▶ **PROBLEM REQUIREMENTS**
Can you format the lines below as a numbered list, skipping any blank lines and leaving the pictures out?
★ ★ ★ ★ ★ ★ ★
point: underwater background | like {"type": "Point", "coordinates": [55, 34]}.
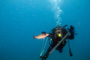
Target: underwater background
{"type": "Point", "coordinates": [20, 20]}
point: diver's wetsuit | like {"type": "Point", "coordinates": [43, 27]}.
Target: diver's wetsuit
{"type": "Point", "coordinates": [56, 40]}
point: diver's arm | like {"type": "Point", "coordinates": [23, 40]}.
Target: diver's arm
{"type": "Point", "coordinates": [41, 36]}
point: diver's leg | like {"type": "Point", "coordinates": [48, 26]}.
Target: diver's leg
{"type": "Point", "coordinates": [47, 53]}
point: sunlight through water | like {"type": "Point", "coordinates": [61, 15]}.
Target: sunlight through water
{"type": "Point", "coordinates": [57, 10]}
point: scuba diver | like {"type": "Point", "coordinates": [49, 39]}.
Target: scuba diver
{"type": "Point", "coordinates": [59, 38]}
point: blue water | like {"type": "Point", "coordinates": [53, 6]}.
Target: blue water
{"type": "Point", "coordinates": [21, 19]}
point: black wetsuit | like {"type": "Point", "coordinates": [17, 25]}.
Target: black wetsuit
{"type": "Point", "coordinates": [56, 40]}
★ ★ ★ ★ ★ ★ ★
▶ **THE RESPONSE**
1. point: underwater background | like {"type": "Point", "coordinates": [55, 34]}.
2. Target: underwater background
3. {"type": "Point", "coordinates": [20, 20]}
4. point: diver's wetsuit | like {"type": "Point", "coordinates": [43, 27]}.
5. Target: diver's wetsuit
6. {"type": "Point", "coordinates": [56, 40]}
7. point: diver's arm | like {"type": "Point", "coordinates": [23, 40]}.
8. Target: diver's arm
9. {"type": "Point", "coordinates": [41, 36]}
10. point: diver's leg | like {"type": "Point", "coordinates": [48, 26]}.
11. Target: diver's leg
12. {"type": "Point", "coordinates": [47, 53]}
13. point: sunlight through water | like {"type": "Point", "coordinates": [61, 15]}.
14. Target: sunlight through water
15. {"type": "Point", "coordinates": [57, 10]}
16. point: scuba diver | like {"type": "Point", "coordinates": [49, 39]}.
17. Target: scuba diver
18. {"type": "Point", "coordinates": [59, 38]}
19. point: blue water | like {"type": "Point", "coordinates": [53, 6]}.
20. Target: blue water
21. {"type": "Point", "coordinates": [21, 19]}
22. point: black wetsuit | like {"type": "Point", "coordinates": [17, 25]}.
23. Target: black wetsuit
24. {"type": "Point", "coordinates": [56, 40]}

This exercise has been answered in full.